Exercise objective: Present every line of the data below as a Markdown table with two columns: n for the row number and Line for the text of that line. Skip blank lines and leave the pictures out of the answer.

Stored dataset items
■ ■ ■ ■ ■ ■ ■
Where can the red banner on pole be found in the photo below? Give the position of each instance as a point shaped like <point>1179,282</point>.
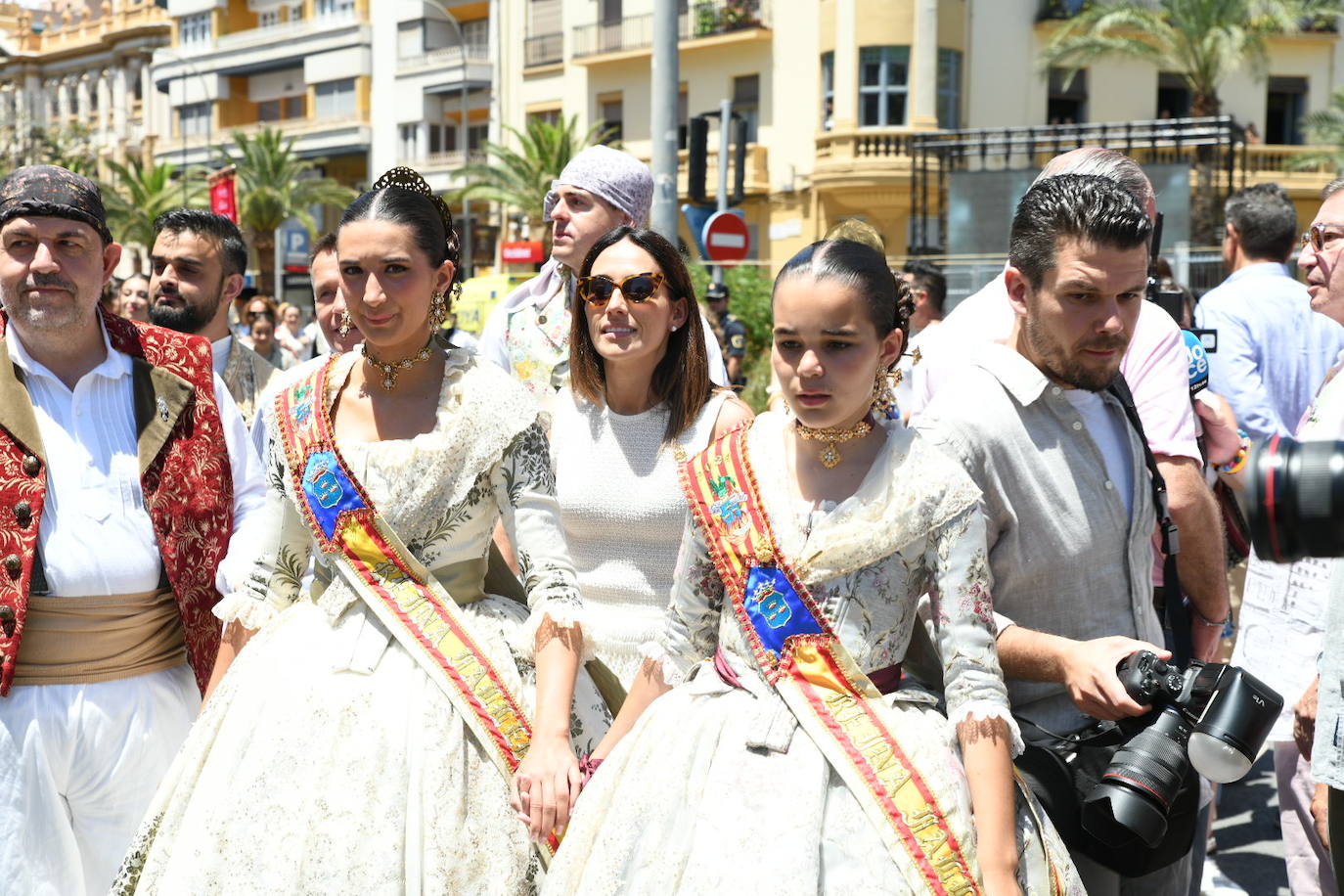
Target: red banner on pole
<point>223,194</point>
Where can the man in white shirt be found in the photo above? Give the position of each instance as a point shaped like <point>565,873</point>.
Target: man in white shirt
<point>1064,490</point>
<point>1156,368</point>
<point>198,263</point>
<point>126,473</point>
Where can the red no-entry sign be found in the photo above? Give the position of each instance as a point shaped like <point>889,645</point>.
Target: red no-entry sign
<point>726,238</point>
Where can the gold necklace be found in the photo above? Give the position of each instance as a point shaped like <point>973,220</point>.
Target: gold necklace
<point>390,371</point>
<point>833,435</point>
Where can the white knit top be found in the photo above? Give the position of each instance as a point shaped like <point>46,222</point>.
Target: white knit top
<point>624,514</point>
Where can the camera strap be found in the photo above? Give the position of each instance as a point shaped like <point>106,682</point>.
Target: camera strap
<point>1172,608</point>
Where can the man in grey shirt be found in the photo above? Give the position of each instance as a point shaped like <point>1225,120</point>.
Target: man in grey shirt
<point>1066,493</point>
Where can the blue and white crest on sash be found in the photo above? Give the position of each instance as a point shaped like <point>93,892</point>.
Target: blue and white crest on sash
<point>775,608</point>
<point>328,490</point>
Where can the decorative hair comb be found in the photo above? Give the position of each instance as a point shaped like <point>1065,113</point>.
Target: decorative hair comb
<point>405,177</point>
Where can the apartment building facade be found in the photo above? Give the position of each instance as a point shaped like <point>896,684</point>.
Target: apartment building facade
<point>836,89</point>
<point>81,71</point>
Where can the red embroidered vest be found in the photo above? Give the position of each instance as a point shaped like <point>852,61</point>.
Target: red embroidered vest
■ ■ ■ ■ ■ ■ ■
The result:
| n | Line |
|---|---|
| 1 | Where can the red banner on pole be found in the photo below? Give the position of each instance as a point shaped like <point>1179,282</point>. |
| 2 | Target: red banner on pole |
| 3 | <point>223,194</point> |
| 4 | Where can the man in white shirt be found in the photo above? Give the position of each instance as a point shaped like <point>565,873</point>. |
| 5 | Target: man in white shirt |
| 6 | <point>1064,490</point> |
| 7 | <point>1156,368</point> |
| 8 | <point>198,263</point> |
| 9 | <point>126,473</point> |
| 10 | Where can the red no-entry sign be found in the photo above? Give the position of each instance as a point shaped like <point>889,645</point>. |
| 11 | Target: red no-entry sign |
| 12 | <point>726,238</point> |
| 13 | Where can the gold necklace be found in the photo above? Give the position of each instance as a point shaped like <point>973,220</point>. |
| 14 | Target: gold necklace |
| 15 | <point>390,371</point> |
| 16 | <point>833,435</point> |
| 17 | Where can the white knit top be found in the photo above? Give the position of each instance as a point shaped like <point>46,222</point>. |
| 18 | Target: white knit top |
| 19 | <point>624,514</point> |
| 20 | Where can the camera strap be found in the photo above? Give the position of each instance as a point shaped like <point>106,682</point>. |
| 21 | Target: camera strap |
| 22 | <point>1172,608</point> |
| 23 | Where can the man in grey shirt be found in the photo above? Give the position of each instance as a point shaped like <point>1225,120</point>. |
| 24 | Target: man in grey shirt |
| 25 | <point>1066,493</point> |
| 26 | Where can the blue and white crest on sash be found in the photo above? Give the position of each instance as a point shaped like <point>93,892</point>. |
| 27 | Target: blue and white crest on sash |
| 28 | <point>775,608</point> |
| 29 | <point>328,490</point> |
| 30 | Where can the decorative hair comb be found in the photo above? Give the position of each instance as a point shaped like <point>1065,113</point>. |
| 31 | Target: decorative hair comb |
| 32 | <point>405,177</point> |
| 33 | Where can the apartment building facade be found in the photo above? Give the position of each instance as a point shaped like <point>896,684</point>. |
| 34 | Target: apartment building facade |
| 35 | <point>836,89</point> |
| 36 | <point>81,71</point> |
| 37 | Where can the red embroidered vest be found in the photo above? Give the position of each instance as a point shaped like <point>852,61</point>. |
| 38 | Target: red embroidered vest |